### Extract provided
--------
As per the Consumer Financial Protection Bureau, almost half of all collection account on credit reports are due to unpaid medical bills. They are one of the primary reasons behind poor credit score for many people. Yes, medical debt can drop a person’s credit score from 50 to 100 points! Medical bills are burdensome, but ignoring them can be a severe financial mistake.
Yes, it hurts your credit score. The reason is, the hospital authority and doctors directly assign the debt collectors for collection (to collect due medical bills) instead of informing the credit reporting agencies. So, the due unpaid medical bills will show on your credit report. This type of negative listings will remain on your credit report in next 7 years. As a result, your credit score will drop.
However, with time, the impact will fade away; but, the bad effect will impact your financial life significantly.
If you don’t pay off your medical bills and the reporting is authentic, then you can’t do much. But, if you’ve paid the medical bills or your insurer has made the payment, but still, you get the negative listing, then there are some ways to get out of it.
You should send a letter (dispute letter) to the credit bureau mentioning the inaccurate listing. But, before doing this, get credit reports of other two credit bureaus and check the reports carefully. If the other two credit reports are showing the same mistake, then dispute the error to the three credit reporting agencies.
Try to gather all documents of your payments and keep them safely. Visit your doctor’s office and ask for the payment records as well. Make photocopies of these documents and attach them with the dispute letter.
As per the Fair Credit Reporting Act, the credit bureaus need to follow up on all credit reporting mistakes. So, it is advisable to stay in touch with the bureaus to know the status of your dispute.
You need to create an emergency fund besides a savings account. Pay attention to your health costs, just like you do with your other financial expenses, and put a certain amount of money into the emergency fund; or, opt for medical insurance to avoid costly medical debts. An emergency fund also helps you to get quality medical attention without overstretching your financial limits.
If you undergo financial hardship, then talk to your doctor or hospital authority to get discounts on bills. Thus, the burden gets reduced and you’ll be able to pay the amount easily.
--------
### Input data
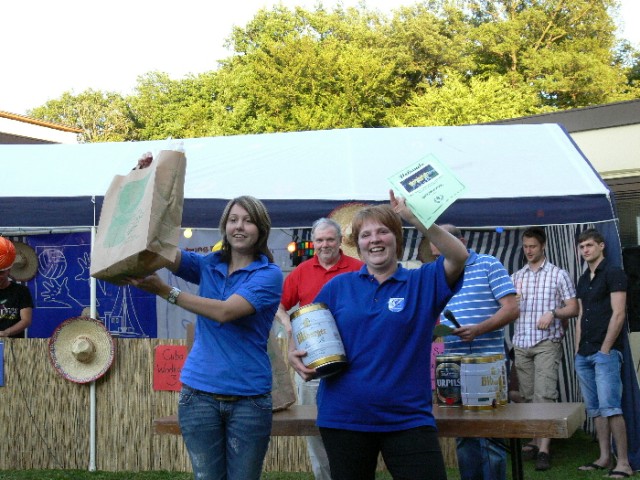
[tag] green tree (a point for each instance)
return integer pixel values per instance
(163, 107)
(564, 48)
(102, 116)
(460, 101)
(300, 70)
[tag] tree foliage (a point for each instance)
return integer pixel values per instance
(438, 62)
(102, 116)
--------
### Assigned task 1
Reproduce the part of the medical debt article that opens with the words containing "As per the Consumer" and closes with "severe financial mistake.".
### Assigned task 2
Pick up the article on medical bills and credit scores after its last sentence and keep writing it.
These records were taken from a separate source, unrelated to the article on medical debt.

### Answer area 1
As per the Consumer Financial Protection Bureau, almost half of all collection account on credit reports are due to unpaid medical bills. They are one of the primary reasons behind poor credit score for many people. Yes, medical debt can drop a person’s credit score from 50 to 100 points! Medical bills are burdensome, but ignoring them can be a severe financial mistake.

### Answer area 2
You can hire a medical advocate to get assistance to manage overwhelming medical bills. A billing advocate helps by negotiating bills on behalf of the debtor. You’ll be charged a good amount of money, but this type of service is worthy as you’re getting professional help to manage your bills.
You must know all the terms and conditions of your medical insurance. Also, call the provider and follow up whether or not the medical bills are covered by the policy.
Many online insurance calculators available on the internet. Compare yours costs on health services using such insurance calculator. Thus, you’ll be able to find out about the various medical options that you may need, you can compare rates on medical insurance premiums and deductibles.
Make sure you are being charged only for the services that you had used. Don’t ignore medical bills, check them out before paying. You can check out if your insurance company had negotiated effectively with your health service providers as well.
Many employers offer insurance coverage and discounts on health care programs, to their workers. If your company creates a health saving account for you, then make a contribution to it.
Finally, you should take good care of yourself and your family to reduce health issues as much as possible. Also starting an emergency fund is very important to avoid medical debts. There are many people who do not even bother to save for health expenses. When the problem arises, they start feeling helpless. Moreover, if you don’t have any medical insurance yet, then try to get one. Also, know about the policy exclusions so that you can plan accordingly.